# [STATED TASK]
Copy the lines below word for word.
<<<<
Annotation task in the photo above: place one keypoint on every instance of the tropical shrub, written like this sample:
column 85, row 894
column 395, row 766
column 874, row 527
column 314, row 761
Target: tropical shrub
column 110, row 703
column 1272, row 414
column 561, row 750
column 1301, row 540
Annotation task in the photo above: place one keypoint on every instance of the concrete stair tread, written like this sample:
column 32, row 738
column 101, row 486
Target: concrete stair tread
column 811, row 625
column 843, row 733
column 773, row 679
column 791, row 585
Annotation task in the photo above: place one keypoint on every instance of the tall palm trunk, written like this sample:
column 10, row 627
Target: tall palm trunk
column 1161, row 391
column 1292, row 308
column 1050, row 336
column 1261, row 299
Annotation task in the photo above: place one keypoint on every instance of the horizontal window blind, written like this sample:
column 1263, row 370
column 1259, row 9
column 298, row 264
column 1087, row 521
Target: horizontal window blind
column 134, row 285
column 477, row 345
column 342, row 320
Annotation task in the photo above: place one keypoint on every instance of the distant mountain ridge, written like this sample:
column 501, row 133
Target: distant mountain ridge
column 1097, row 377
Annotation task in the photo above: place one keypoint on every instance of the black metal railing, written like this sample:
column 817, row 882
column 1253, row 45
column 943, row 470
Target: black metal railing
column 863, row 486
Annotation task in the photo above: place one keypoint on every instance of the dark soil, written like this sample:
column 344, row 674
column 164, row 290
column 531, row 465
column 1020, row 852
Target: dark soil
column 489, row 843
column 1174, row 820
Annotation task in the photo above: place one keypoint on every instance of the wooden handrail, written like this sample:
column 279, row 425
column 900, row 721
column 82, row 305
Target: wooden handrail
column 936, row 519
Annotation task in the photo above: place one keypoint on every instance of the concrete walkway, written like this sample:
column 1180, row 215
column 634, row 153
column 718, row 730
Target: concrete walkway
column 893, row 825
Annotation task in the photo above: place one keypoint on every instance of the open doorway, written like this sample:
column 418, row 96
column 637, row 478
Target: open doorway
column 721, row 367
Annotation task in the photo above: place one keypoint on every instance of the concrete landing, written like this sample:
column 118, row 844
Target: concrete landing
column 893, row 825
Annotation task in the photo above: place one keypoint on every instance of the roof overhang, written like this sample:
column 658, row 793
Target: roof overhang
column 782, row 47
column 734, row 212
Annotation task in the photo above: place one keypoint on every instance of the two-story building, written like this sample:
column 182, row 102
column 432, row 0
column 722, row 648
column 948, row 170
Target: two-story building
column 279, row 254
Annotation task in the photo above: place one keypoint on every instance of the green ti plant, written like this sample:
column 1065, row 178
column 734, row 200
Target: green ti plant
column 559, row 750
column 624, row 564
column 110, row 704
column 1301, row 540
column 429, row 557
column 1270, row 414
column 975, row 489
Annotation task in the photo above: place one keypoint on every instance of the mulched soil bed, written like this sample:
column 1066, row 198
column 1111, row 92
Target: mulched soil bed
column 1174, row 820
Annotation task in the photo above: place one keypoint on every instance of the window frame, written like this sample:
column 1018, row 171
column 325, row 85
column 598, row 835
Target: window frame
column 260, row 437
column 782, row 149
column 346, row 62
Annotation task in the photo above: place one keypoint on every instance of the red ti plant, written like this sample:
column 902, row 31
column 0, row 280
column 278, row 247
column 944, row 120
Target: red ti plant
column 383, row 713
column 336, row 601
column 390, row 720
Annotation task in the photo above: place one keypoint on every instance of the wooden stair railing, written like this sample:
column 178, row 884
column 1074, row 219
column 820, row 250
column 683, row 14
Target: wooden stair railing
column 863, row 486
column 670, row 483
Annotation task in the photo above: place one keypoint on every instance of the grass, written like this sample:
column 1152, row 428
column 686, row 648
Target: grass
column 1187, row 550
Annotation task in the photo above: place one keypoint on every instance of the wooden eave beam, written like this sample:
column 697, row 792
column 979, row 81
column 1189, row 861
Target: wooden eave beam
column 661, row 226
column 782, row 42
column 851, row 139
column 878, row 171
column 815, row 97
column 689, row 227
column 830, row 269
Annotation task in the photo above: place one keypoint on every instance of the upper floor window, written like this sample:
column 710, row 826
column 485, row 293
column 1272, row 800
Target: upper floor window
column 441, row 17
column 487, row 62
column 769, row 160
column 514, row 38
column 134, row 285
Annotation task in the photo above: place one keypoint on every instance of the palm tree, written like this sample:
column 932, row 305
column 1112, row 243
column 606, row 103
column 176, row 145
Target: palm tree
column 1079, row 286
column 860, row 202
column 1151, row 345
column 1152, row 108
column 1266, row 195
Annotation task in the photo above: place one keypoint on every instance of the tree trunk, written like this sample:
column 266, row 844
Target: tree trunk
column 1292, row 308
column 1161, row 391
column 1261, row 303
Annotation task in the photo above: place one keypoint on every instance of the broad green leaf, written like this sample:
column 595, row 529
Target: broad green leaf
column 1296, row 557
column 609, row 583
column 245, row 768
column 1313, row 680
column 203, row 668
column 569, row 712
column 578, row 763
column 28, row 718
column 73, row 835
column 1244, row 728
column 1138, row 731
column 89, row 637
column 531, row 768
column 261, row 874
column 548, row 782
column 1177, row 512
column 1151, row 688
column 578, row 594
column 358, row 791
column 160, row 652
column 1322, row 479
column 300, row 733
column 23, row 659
>>>>
# [RESULT FOR THIS TASK]
Annotation task in the photo above: place one keypoint on every instance of the tropical shrub, written like this sample:
column 85, row 894
column 395, row 766
column 874, row 527
column 314, row 761
Target: tropical shrub
column 110, row 703
column 1272, row 414
column 561, row 750
column 1301, row 540
Annotation task in the photo above: place one keypoint on every instance of the concrete stair tread, written like this sample:
column 32, row 738
column 101, row 486
Target: concrete stair tread
column 811, row 625
column 843, row 733
column 773, row 679
column 791, row 585
Annotation task in the photo above: place one keypoint on every instance of the tall palm trunk, written like this sample:
column 10, row 627
Target: tall palm trunk
column 1161, row 391
column 1292, row 308
column 1050, row 336
column 1261, row 299
Annotation task in the photo above: place one keypoint on every instance of the horizontal window blind, written like this sample:
column 1263, row 370
column 1259, row 9
column 298, row 264
column 1087, row 521
Target: horizontal window blind
column 134, row 285
column 477, row 345
column 342, row 320
Annotation task in the photo above: place one keypoint on every instance of the distant mountain ridge, written like this sample:
column 501, row 133
Target: distant mountain ridge
column 1097, row 377
Annotation task in the photo above: place one keypoint on every instance of the black metal railing, written like this sample:
column 817, row 882
column 1253, row 45
column 943, row 470
Target: black metal railing
column 863, row 486
Annotation task in the photo above: place one keypoint on every instance of the dark soil, written like this sample:
column 344, row 674
column 164, row 290
column 531, row 465
column 1020, row 852
Target: dark soil
column 489, row 843
column 1174, row 820
Annotation task in the photo above: place one keypoint on every instance of the wooden handrail, written like this sample:
column 279, row 425
column 900, row 721
column 82, row 305
Target: wooden handrail
column 936, row 519
Annotation task in the photo above: place one keypoint on every instance of the concrete walkway, written like this sample:
column 1180, row 215
column 634, row 153
column 718, row 730
Target: concrete walkway
column 893, row 825
Annotation task in the photo above: place one keypoint on every instance of the open doorway, written like this sample:
column 418, row 96
column 637, row 478
Target: open doorway
column 721, row 367
Annotation task in the photo above: place one keypoint on every instance of the concrete landing, written like this sample:
column 118, row 844
Target: concrete landing
column 893, row 825
Annotation task in the photo above: place one keypoint on every instance of the roof overhang, written like this sample:
column 658, row 793
Target: roof overhang
column 782, row 47
column 734, row 212
Annotation task in the photo above: place one keypoint on every instance of the two-story building, written like this sample:
column 182, row 102
column 432, row 0
column 722, row 648
column 948, row 170
Target: two-story building
column 279, row 254
Annotation task in the photo above: place one keypoint on every instance of the green ti plant, written like this sample:
column 1065, row 178
column 734, row 200
Target: green ti plant
column 559, row 750
column 624, row 564
column 110, row 704
column 1301, row 540
column 429, row 557
column 1270, row 414
column 975, row 489
Annotation task in the photo above: place one keypoint on every instance of the mulched soil bed, written like this sample:
column 1066, row 198
column 1111, row 92
Target: mulched soil bed
column 1174, row 820
Annotation task in the photo above: place one keypoint on every instance of the window frame, written like this sample:
column 1018, row 171
column 325, row 85
column 598, row 835
Target: window frame
column 260, row 437
column 782, row 149
column 346, row 62
Annotation task in the photo above: place one keypoint on every instance of the red ti plant, written like this sample:
column 902, row 31
column 0, row 280
column 278, row 247
column 944, row 120
Target: red ti plant
column 383, row 713
column 336, row 601
column 390, row 720
Annotation task in the photo above: place one keypoint on every instance of the wooden stair railing, written like this sample:
column 178, row 884
column 1074, row 219
column 820, row 250
column 683, row 14
Target: wooden stair railing
column 863, row 486
column 670, row 483
Annotation task in the photo above: place one keypoint on every instance of the grass, written like this sample:
column 1152, row 428
column 686, row 648
Target: grass
column 1187, row 550
Annotation task in the photo above: place one keypoint on every instance of the wooden eave beam, written like this sample:
column 697, row 792
column 979, row 81
column 1189, row 861
Target: wooden eave beam
column 661, row 226
column 782, row 42
column 851, row 139
column 878, row 171
column 815, row 97
column 689, row 227
column 830, row 269
Annotation task in the photo above: place one keypoint on every instance of the upper floor window, written like this sample:
column 710, row 826
column 485, row 293
column 1272, row 800
Target: upper floor window
column 441, row 17
column 487, row 62
column 769, row 160
column 514, row 38
column 134, row 285
Annotation task in the photo above: place one keypoint on every instance of the palm tree, written like this sample:
column 932, row 305
column 1112, row 243
column 606, row 103
column 176, row 145
Target: palm tree
column 1079, row 286
column 860, row 202
column 1151, row 345
column 1152, row 108
column 1266, row 195
Annotation task in the photo above: place one keypoint on every instance of the tree trunk, written like this sample:
column 266, row 844
Target: tree trunk
column 1292, row 308
column 1161, row 391
column 1261, row 303
Annotation task in the photo above: place one keypoint on every instance of the broad green leaf, written like this sample:
column 595, row 529
Target: broad green leaf
column 1296, row 557
column 609, row 583
column 245, row 768
column 1313, row 680
column 203, row 668
column 569, row 712
column 578, row 763
column 28, row 718
column 73, row 835
column 1244, row 728
column 1138, row 731
column 89, row 637
column 531, row 768
column 261, row 874
column 548, row 782
column 1177, row 512
column 1151, row 688
column 578, row 594
column 358, row 791
column 160, row 652
column 1322, row 479
column 300, row 733
column 23, row 659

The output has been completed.